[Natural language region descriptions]
►

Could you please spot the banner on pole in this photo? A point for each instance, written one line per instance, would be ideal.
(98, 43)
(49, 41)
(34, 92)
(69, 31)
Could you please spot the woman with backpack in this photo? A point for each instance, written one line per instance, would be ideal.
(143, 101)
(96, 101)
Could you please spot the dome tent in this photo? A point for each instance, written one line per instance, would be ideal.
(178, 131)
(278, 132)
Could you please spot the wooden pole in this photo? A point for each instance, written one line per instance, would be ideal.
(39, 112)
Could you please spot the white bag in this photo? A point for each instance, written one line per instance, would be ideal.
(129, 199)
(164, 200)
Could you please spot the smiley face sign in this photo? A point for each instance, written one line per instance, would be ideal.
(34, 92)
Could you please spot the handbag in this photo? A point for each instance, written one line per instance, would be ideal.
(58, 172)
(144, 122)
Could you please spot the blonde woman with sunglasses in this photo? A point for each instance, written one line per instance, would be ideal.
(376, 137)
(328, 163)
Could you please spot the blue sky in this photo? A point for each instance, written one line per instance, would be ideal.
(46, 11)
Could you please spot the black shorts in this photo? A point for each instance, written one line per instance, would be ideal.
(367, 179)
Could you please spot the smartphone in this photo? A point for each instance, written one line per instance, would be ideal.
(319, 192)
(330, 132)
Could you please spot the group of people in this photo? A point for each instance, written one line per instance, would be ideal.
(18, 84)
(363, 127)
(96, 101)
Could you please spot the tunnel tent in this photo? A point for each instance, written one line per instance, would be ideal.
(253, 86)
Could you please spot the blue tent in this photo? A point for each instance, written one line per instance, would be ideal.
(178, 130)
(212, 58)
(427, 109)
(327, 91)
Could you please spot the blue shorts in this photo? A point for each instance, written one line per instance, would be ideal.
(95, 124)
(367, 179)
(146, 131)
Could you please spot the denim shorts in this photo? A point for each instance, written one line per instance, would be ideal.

◄

(WORK REQUIRED) Each record above has to be retyped exactly, with nothing left out.

(RESULT OF THIS TASK)
Could you please spot the banner on pole in this photo? A point for each instance, written one line per instance, would be ideal.
(98, 43)
(49, 41)
(34, 92)
(69, 31)
Could you please spot the woman with backpack in this photo? A point for each instance, written one line per instance, would be ideal.
(143, 101)
(96, 101)
Could you please spot the dome tent in this photo? A point for each instance, written one line per instance, would be ideal.
(178, 131)
(278, 132)
Could you please spot the wooden pole in this photo? A point for each instance, written one line per instance, would be ideal.
(39, 112)
Could you please spot the white bag in this photo? A point for each instance, written one line per instance, would be ideal.
(129, 199)
(164, 200)
Could you please spot the smiley face sign in this photo? A point for each instance, written one line per instance, would be ideal.
(34, 92)
Could you please spot the handbag in this photo? A point for each instance, written one line per instance, would be ideal.
(58, 172)
(144, 122)
Could you please spot the blonde woman with sunglasses in this photo? A point for each instance, written one line per instance, would be ideal.
(376, 137)
(328, 163)
Could you please spot the blue sky in this photo? A point for each instance, written one line per instance, would be ideal.
(46, 11)
Could you please spot the black shorts in this photo? A point for each instance, written one line per instance, would be ideal.
(367, 179)
Could you please spot the smartphone in this photo? A point for each instance, written one line per instance, would be ideal.
(319, 192)
(330, 132)
Could you please spot the group of people in this photo? A point for each instance, written one line per instance, would be ideal.
(18, 84)
(363, 127)
(96, 101)
Could you please spot the tunnel tent in this photo? A point for each instance, written one line per instance, would be ideal.
(253, 86)
Could you please spot the blue tent in this photo? A point for each instance, written one line per instance, would be ideal.
(178, 130)
(212, 58)
(427, 109)
(327, 91)
Could you please spot the blue shorts in this photo? A point for each instance, written one line per instance, would be ideal.
(95, 124)
(367, 179)
(146, 131)
Could you please spot the denim shorts in this photo? A point for each instance, written one line per instance, would be ideal.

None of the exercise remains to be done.